Task list:
• a. Which sex characteristics does the intersex passage list as ones that can vary in intersex people?
• b. Does each statement agree with the intersex passage? Answer yes or no for each, quoting the words that decide it. (i) The writer first learned of the machihembras yesterday. (ii) The video documentary was produced by the BBC. (iii) The conversation about the writer's diagnosis took place last night.
• c. Echo the intersex passage word for word, starting at "Intersex people are" and ending at "the queer community.".

I’ve known about a group of people called the machihembras or guevodoces for a few years, but yesterday I stumbled across this video documentary produced by the BBC. For your viewing pleasure, a manifestation of intersex individuals.
How Is Intersex Defined?
Intersex people are born with any of several variations in sex characteristics including chromosomes, gonads, sex hormones, or genitals that, according to the UN Office of the High Commissioner for Human Rights, “do not fit the typical definitions for male or female bodies.”
Last night I was conversing with an individual who had asked me about my experience of being diagnosed as intersex (Gonadal Dysgenesis / Adrenogenital Syndrome). She also asked me about Dan Reynolds (Imagine Dragons) and the work that he is doing to bring awareness to the LDS LGBT epidemic of youth suicides, and general intersectionality. As I was explaining some of the oddities I faced in my physical development, I realized that I was no longer talking about myself, I was sharing my testimony of what it means to be, to serve, and to love the queer community.

Data segment:
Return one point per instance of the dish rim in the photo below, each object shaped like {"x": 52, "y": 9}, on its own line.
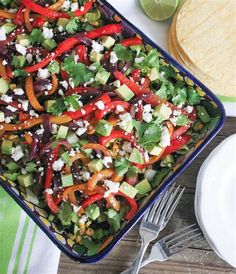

Responses to the tasks:
• a.
- chromosomes
- gonads
- sex hormones
- genitals

• b.
(i) No: "I’ve known about a group of people called the machihembras or guevodoces for a few years"
(ii) Yes: "this video documentary produced by the BBC"
(iii) Yes: "Last night I was conversing with an individual"

• c.
Intersex people are born with any of several variations in sex characteristics including chromosomes, gonads, sex hormones, or genitals that, according to the UN Office of the High Commissioner for Human Rights, “do not fit the typical definitions for male or female bodies.”
Last night I was conversing with an individual who had asked me about my experience of being diagnosed as intersex (Gonadal Dysgenesis / Adrenogenital Syndrome). She also asked me about Dan Reynolds (Imagine Dragons) and the work that he is doing to bring awareness to the LDS LGBT epidemic of youth suicides, and general intersectionality. As I was explaining some of the oddities I faced in my physical development, I realized that I was no longer talking about myself, I was sharing my testimony of what it means to be, to serve, and to love the queer community.